#### [Listed records]
========
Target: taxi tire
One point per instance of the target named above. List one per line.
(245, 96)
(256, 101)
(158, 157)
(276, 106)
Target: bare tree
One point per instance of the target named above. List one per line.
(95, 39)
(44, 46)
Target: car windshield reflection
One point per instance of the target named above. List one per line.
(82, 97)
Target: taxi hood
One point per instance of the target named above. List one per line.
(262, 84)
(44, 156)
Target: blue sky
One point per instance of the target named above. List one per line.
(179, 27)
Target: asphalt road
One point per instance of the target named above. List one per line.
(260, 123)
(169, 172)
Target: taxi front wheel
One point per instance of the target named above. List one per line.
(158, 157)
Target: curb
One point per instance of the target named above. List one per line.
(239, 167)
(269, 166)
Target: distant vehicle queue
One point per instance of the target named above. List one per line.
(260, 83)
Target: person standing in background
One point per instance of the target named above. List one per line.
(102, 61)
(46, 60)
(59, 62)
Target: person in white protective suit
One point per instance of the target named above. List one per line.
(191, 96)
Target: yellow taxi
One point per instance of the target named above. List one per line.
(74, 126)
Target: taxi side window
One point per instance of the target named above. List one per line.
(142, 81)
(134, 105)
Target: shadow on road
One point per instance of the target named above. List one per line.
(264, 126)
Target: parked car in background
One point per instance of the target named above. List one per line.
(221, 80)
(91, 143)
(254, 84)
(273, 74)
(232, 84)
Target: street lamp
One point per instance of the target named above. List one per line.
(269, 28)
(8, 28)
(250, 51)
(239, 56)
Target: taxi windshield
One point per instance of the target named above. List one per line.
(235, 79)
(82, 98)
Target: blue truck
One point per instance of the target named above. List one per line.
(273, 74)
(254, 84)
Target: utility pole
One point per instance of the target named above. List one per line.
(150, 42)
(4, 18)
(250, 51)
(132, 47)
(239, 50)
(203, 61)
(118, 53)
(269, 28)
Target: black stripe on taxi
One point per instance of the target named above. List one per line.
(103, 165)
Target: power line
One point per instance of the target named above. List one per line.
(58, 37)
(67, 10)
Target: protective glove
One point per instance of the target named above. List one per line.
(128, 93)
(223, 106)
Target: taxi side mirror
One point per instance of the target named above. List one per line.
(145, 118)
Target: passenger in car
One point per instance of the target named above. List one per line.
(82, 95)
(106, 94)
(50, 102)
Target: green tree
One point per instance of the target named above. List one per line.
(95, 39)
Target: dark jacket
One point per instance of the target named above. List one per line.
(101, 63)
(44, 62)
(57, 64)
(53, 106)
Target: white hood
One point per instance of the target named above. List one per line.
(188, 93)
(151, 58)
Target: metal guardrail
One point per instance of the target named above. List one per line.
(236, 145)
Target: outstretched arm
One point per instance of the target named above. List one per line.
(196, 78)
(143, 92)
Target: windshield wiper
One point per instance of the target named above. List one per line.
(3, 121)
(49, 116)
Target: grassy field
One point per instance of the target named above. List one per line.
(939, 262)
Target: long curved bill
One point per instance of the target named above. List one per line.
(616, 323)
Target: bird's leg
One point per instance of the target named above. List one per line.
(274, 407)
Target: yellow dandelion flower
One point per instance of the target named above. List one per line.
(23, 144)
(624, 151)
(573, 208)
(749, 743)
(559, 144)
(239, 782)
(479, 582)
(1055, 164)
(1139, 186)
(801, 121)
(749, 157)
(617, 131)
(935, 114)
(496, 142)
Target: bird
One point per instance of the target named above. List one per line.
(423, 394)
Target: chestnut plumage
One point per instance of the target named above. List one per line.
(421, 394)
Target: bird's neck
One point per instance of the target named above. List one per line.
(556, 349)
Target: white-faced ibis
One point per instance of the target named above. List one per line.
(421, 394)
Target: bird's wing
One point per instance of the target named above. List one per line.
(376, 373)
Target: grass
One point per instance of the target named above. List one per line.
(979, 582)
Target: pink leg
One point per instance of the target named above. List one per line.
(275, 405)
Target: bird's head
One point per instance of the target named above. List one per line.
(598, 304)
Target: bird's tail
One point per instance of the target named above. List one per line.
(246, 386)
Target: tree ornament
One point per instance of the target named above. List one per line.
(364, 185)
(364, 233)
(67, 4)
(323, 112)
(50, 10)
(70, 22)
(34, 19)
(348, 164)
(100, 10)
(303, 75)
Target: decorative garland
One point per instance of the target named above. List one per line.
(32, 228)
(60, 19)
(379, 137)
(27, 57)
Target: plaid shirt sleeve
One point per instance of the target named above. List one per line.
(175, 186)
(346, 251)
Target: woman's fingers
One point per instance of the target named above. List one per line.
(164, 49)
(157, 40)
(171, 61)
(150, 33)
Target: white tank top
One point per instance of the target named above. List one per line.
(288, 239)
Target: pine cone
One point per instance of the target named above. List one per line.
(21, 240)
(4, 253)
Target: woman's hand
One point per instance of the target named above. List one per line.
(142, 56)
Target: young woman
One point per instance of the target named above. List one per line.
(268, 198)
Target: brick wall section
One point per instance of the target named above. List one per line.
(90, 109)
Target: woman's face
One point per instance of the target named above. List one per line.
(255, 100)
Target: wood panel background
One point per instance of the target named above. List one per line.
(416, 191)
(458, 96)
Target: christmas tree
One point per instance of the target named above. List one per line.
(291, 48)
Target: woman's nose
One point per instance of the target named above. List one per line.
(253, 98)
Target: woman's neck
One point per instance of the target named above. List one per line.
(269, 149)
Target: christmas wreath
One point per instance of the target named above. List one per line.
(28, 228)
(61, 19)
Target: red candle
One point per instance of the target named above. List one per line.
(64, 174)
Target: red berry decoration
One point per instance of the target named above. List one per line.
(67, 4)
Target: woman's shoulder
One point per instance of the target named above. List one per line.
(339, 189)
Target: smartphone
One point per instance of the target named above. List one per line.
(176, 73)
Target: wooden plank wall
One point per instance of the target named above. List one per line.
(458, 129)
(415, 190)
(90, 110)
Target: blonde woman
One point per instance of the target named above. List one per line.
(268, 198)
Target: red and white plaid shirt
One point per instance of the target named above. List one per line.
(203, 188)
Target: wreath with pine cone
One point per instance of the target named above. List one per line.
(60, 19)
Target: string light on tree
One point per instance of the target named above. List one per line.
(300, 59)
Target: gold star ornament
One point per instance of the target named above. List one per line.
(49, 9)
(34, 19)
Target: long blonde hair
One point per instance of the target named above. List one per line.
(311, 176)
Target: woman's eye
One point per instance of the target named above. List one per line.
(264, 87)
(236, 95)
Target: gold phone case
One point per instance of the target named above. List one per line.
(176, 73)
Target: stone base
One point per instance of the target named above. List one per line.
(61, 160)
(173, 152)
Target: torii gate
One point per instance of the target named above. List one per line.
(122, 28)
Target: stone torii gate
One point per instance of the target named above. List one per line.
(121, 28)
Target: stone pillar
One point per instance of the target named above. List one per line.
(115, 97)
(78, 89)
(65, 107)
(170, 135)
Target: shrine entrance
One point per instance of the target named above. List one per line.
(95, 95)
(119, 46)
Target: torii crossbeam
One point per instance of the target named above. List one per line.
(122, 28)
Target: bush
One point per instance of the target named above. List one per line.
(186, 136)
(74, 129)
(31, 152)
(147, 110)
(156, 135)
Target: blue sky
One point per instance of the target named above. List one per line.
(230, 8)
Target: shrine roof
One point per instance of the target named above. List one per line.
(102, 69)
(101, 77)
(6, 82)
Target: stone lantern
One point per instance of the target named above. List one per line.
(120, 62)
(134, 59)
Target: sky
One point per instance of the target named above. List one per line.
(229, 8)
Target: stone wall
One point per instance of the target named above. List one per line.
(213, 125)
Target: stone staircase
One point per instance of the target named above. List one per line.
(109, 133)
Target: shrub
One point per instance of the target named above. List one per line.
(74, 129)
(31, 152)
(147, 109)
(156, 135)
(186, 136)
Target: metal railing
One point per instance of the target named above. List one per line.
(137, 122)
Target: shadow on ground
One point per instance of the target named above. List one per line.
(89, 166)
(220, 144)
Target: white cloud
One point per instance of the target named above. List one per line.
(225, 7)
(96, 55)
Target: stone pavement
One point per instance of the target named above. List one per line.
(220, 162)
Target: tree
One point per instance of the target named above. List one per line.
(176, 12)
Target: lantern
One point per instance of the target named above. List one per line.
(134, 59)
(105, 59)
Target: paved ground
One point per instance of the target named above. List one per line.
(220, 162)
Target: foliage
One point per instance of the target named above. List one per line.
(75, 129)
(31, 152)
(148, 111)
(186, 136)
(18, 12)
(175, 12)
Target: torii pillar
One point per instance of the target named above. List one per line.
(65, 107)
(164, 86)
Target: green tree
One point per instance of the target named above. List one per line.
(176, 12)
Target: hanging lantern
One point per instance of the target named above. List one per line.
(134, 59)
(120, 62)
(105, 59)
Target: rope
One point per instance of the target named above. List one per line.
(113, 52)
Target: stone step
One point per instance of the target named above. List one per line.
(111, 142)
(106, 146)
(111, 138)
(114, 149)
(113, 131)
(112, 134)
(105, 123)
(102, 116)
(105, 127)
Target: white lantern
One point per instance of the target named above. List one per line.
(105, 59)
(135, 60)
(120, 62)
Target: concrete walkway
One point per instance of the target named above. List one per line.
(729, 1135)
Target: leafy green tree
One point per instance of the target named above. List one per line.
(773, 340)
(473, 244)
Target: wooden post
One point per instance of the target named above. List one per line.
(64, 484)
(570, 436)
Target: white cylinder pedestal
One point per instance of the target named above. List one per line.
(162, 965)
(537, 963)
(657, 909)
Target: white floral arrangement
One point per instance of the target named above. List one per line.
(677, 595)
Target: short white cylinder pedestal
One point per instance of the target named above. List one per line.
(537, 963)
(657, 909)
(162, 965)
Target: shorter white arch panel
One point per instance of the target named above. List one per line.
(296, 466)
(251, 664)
========
#### [Work to do]
From the "Target: lantern" line to the close of the listing, restate each line word for word.

#### [Reply]
Target: lantern
One point per instance of the target named above. List one per line.
(134, 59)
(105, 59)
Target: paved ground
One point per instance of the target named above. List one per line.
(220, 162)
Target: foliage
One point per instance of the target named above. List one per line.
(75, 129)
(31, 152)
(148, 111)
(186, 136)
(18, 12)
(175, 12)
Target: torii pillar
One point per instance of the target named above. List one per line.
(65, 107)
(164, 86)
Target: green tree
One point per instance of the target named above. List one per line.
(176, 12)
Target: hanging lantern
One point per instance of the target named above. List one per line.
(134, 59)
(120, 62)
(105, 59)
Target: rope
One point per instance of the target named above. List one per line.
(113, 52)
Target: stone step
One point per instance of the target named above. List one per line.
(111, 142)
(106, 146)
(111, 138)
(114, 149)
(113, 131)
(112, 134)
(105, 123)
(102, 116)
(105, 127)
Target: white lantern
One point per instance of the target named above. List one per line.
(105, 59)
(135, 60)
(120, 62)
Target: concrete walkway
One point per instance of the target named above. List one per line.
(729, 1135)
Target: leafy green tree
One point per instance of the target named above. List one per line.
(773, 340)
(473, 244)
Target: wooden post
One point per instance of the target named above. List one per line.
(64, 484)
(570, 436)
Target: white cylinder pedestal
One point per instance of the target named above. List one per line.
(162, 965)
(537, 963)
(657, 909)
Target: white floral arrangement
One point per instance of the target named above. List one per line.
(677, 595)
Target: short white cylinder pedestal
One point per instance of the target named above. List one per line.
(537, 963)
(657, 909)
(162, 965)
Target: shorter white arch panel
One point per instance of the target named above. List one per line.
(296, 466)
(251, 664)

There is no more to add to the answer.